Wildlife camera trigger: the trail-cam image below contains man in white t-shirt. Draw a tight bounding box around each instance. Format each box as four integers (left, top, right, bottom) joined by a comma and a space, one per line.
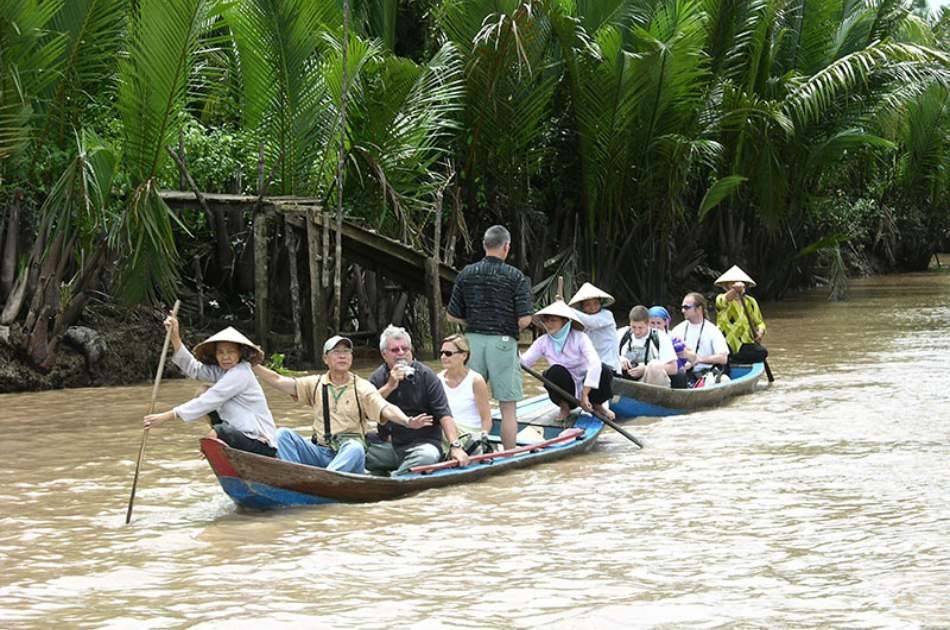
670, 293, 729, 381
617, 305, 676, 387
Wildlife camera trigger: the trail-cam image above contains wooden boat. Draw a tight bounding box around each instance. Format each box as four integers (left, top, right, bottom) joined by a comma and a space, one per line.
201, 396, 604, 509
610, 363, 765, 418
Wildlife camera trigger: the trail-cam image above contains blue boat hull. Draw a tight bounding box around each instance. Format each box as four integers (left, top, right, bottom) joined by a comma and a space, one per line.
201, 399, 604, 510
610, 363, 765, 419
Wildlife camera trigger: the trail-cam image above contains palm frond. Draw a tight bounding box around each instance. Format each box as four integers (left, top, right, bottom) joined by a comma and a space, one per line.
225, 0, 344, 194
0, 0, 66, 161
43, 0, 126, 146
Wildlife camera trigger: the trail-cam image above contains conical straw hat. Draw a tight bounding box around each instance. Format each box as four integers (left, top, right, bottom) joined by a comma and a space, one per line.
716, 265, 755, 289
534, 300, 584, 330
191, 326, 264, 365
568, 282, 614, 306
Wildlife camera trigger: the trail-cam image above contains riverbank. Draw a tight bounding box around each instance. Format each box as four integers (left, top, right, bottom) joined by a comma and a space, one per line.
0, 253, 950, 393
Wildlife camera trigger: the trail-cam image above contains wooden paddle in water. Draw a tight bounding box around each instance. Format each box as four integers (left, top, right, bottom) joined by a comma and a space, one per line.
125, 300, 181, 525
521, 365, 643, 448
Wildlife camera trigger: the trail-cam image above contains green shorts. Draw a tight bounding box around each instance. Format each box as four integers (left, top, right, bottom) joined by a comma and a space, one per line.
465, 333, 524, 402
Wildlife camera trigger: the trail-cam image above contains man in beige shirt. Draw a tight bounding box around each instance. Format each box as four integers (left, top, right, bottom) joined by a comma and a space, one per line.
254, 335, 432, 473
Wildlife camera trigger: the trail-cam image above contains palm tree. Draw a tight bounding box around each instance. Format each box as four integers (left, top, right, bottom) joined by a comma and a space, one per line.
112, 0, 212, 301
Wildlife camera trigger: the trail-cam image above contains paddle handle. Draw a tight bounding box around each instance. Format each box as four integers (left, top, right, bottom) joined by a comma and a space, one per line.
521, 364, 643, 448
125, 300, 181, 525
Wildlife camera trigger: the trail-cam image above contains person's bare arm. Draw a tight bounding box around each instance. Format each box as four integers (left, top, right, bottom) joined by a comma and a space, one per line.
439, 416, 468, 467
254, 365, 297, 398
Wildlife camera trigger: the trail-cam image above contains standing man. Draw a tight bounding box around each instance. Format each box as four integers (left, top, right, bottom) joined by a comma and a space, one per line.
448, 225, 533, 449
254, 335, 432, 473
366, 325, 468, 476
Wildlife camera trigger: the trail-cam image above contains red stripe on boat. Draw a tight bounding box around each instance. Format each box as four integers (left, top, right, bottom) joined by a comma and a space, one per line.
201, 438, 239, 477
410, 428, 584, 473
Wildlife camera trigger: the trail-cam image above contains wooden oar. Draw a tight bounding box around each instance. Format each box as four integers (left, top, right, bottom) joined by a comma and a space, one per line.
125, 300, 181, 525
521, 365, 643, 448
739, 294, 775, 383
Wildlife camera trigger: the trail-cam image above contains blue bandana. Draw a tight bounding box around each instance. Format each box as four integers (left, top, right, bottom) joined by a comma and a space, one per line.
548, 320, 571, 354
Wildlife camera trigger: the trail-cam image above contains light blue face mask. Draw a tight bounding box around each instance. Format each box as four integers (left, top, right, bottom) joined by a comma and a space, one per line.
548, 320, 571, 354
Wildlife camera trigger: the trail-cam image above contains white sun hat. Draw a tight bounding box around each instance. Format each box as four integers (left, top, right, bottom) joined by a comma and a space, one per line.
323, 335, 353, 354
568, 282, 614, 306
715, 265, 755, 289
534, 300, 584, 330
191, 326, 264, 365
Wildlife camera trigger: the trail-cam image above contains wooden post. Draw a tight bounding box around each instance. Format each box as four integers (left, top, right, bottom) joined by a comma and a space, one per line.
254, 209, 270, 356
426, 256, 442, 359
194, 254, 205, 323
284, 214, 303, 355
307, 207, 327, 365
426, 190, 442, 359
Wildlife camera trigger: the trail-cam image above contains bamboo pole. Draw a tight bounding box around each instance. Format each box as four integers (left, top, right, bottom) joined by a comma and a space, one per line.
125, 300, 181, 525
333, 0, 350, 332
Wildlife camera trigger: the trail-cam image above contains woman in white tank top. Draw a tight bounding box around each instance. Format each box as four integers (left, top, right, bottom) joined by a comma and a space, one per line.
439, 335, 492, 440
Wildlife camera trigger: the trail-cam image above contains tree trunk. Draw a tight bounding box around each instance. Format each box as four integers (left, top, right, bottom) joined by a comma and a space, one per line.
0, 219, 49, 325
392, 291, 409, 326
23, 232, 67, 333
166, 147, 234, 287
192, 254, 205, 323
0, 190, 23, 300
254, 210, 270, 353
39, 243, 107, 371
307, 208, 327, 365
353, 265, 379, 331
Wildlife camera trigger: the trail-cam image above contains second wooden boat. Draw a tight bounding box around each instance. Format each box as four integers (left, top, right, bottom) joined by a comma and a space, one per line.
610, 363, 765, 418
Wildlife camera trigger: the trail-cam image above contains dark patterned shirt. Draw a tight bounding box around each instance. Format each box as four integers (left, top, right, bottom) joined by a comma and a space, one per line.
448, 256, 533, 337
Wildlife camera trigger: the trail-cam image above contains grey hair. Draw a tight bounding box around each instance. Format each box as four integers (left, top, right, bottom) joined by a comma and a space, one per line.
482, 225, 511, 249
379, 324, 412, 352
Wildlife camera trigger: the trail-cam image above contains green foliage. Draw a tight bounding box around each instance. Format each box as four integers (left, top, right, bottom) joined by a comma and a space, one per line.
0, 0, 950, 312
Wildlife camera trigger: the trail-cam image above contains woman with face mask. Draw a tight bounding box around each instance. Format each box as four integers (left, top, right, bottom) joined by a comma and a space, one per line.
521, 300, 614, 420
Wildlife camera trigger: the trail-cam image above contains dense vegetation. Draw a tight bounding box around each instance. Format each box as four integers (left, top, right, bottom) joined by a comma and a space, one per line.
0, 0, 950, 365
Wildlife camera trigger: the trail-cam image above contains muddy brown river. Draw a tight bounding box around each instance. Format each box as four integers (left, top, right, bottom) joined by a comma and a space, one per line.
0, 272, 950, 629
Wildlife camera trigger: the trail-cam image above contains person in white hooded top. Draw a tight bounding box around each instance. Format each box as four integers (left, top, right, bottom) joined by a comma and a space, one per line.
568, 282, 620, 372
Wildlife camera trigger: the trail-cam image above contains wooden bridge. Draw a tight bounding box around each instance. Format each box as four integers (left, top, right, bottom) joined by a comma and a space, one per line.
161, 191, 457, 362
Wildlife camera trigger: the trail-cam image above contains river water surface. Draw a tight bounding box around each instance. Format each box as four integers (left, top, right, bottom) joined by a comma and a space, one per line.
0, 273, 950, 628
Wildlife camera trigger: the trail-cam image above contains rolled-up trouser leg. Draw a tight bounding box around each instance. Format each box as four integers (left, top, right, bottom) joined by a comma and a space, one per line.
392, 442, 442, 477
544, 364, 574, 406
587, 363, 614, 405
641, 361, 670, 387
327, 440, 366, 473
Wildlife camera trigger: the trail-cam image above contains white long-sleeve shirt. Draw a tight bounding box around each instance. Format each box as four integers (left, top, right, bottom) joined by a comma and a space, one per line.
172, 346, 277, 448
574, 308, 620, 370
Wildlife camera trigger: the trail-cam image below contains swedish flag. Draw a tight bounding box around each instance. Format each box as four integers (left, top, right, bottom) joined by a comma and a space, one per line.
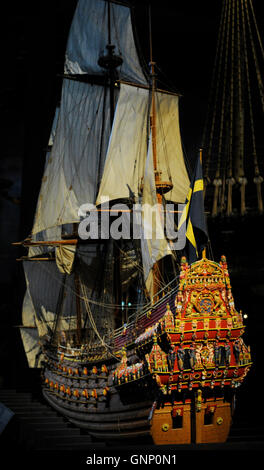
178, 157, 208, 263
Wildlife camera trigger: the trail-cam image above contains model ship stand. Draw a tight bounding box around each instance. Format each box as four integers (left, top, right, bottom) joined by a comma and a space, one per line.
41, 256, 251, 445
146, 257, 251, 444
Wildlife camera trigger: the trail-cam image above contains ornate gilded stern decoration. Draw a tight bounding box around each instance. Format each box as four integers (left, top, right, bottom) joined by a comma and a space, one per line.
144, 256, 252, 395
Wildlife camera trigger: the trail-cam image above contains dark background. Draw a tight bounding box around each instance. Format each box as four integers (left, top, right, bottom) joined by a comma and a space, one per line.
0, 0, 264, 434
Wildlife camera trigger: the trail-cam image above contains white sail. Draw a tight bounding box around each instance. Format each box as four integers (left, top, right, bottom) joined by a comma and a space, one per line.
65, 0, 146, 83
141, 134, 172, 293
20, 327, 43, 367
97, 84, 190, 204
32, 80, 110, 234
155, 92, 190, 203
96, 84, 149, 204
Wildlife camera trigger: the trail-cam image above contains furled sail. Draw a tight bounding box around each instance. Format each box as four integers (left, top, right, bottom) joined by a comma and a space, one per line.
97, 84, 149, 204
97, 84, 190, 204
20, 278, 40, 367
33, 80, 110, 234
65, 0, 146, 83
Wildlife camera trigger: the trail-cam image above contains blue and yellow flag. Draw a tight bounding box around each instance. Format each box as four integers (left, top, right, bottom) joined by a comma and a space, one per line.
178, 157, 208, 263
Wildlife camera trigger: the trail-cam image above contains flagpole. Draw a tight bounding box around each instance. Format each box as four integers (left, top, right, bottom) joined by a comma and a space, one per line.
199, 148, 206, 259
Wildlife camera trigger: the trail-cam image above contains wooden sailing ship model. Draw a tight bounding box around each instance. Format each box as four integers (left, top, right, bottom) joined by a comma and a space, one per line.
16, 0, 251, 444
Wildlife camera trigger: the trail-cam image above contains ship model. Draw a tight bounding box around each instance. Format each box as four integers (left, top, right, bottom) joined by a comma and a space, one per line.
16, 0, 251, 444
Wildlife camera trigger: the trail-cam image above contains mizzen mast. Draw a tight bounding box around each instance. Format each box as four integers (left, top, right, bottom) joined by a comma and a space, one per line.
149, 5, 173, 299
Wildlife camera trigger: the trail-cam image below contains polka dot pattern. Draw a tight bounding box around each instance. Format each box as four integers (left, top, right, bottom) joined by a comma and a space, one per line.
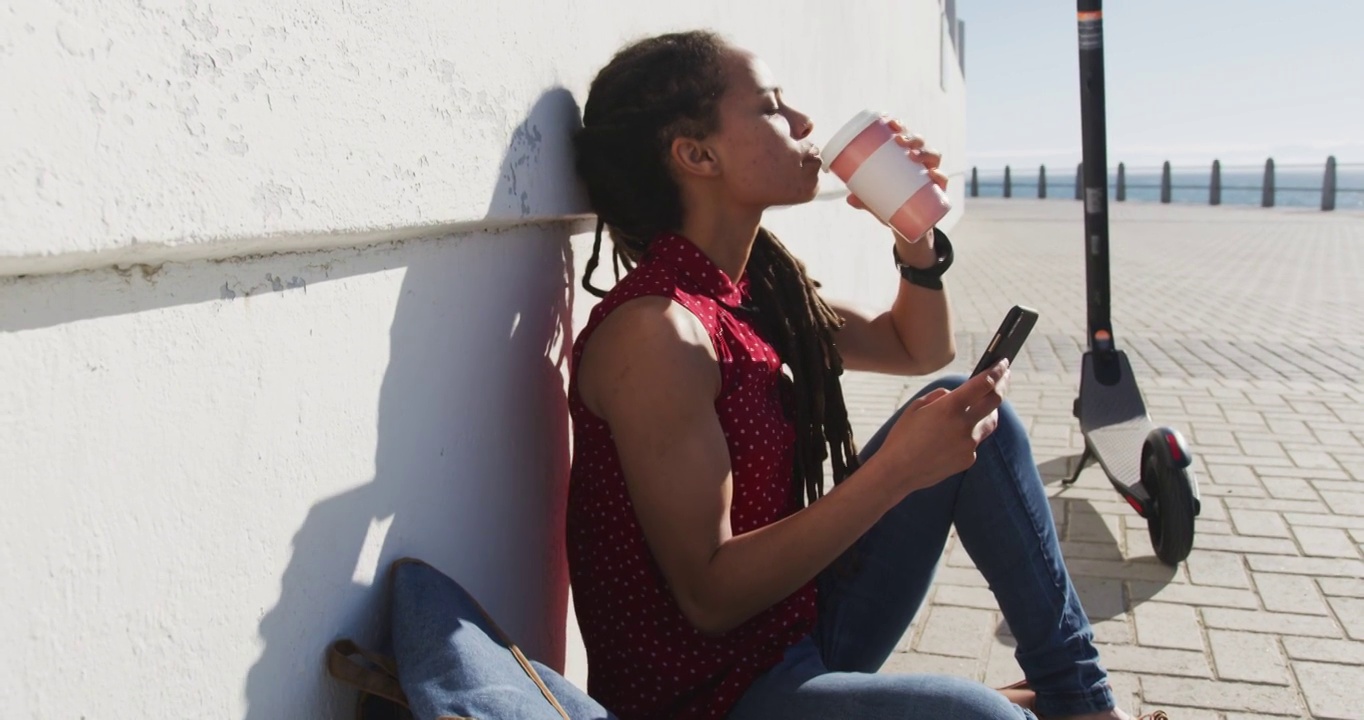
567, 235, 817, 720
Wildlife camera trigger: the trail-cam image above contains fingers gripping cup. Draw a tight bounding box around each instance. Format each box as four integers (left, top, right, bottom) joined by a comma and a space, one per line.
820, 110, 952, 240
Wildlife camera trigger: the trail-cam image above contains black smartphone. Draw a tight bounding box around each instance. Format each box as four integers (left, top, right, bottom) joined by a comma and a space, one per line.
971, 305, 1037, 376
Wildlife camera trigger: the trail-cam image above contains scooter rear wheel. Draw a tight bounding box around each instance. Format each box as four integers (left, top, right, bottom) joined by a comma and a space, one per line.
1142, 453, 1194, 567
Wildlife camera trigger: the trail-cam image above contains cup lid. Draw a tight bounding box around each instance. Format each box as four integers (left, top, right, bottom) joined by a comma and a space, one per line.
820, 110, 883, 172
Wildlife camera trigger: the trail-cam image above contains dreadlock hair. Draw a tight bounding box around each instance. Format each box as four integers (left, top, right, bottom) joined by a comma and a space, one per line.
573, 31, 857, 502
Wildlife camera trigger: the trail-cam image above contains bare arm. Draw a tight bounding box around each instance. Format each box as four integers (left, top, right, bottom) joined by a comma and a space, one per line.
580, 297, 1003, 634
829, 233, 956, 375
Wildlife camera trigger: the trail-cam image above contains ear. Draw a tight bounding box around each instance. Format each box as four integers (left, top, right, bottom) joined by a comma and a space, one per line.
668, 138, 720, 177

▶ Required work:
Copy the part of the listing that opens with the line containing "contains white long-sleeve" and closes with the line containing "144, 256, 252, 395", both included, keeping each request as it is but scaling every bounding-box coordinate in the answers by 0.65 and rounding to whole numbers, with halves rounded up. Leave the pictures out.

▶ Result below:
Wildlife camera trigger: the trail-cam image above contains white long-sleeve shirt. Draw a tight bounding box around each instance. Format each box as four integers (left, top, right, bottom) joined by a comma and a space, one per line.
112, 225, 180, 291
373, 200, 403, 241
Wildlife camera trigger: the trail-cam image below contains swedish flag. Draw a tight bounding box around each instance. Format each box as four integers (left, top, right, bottom) joined by a comma and a space, one per line.
116, 102, 135, 171
Wildlife camera trigger: the trail-cam image above contains model ship stand. Draw a tight bounding box around each instance. Format each box as four integers (left, top, right, bottom) joined by a comma and a space, one per line.
27, 166, 163, 289
95, 167, 163, 289
Wildlife camera trigger: the trail-cam image above contains ornate gilded stern decoration. Draw a tight bounding box around each instance. Format each box as four integers (left, top, right, bottom) joined by a comma and a space, one per line.
94, 166, 164, 257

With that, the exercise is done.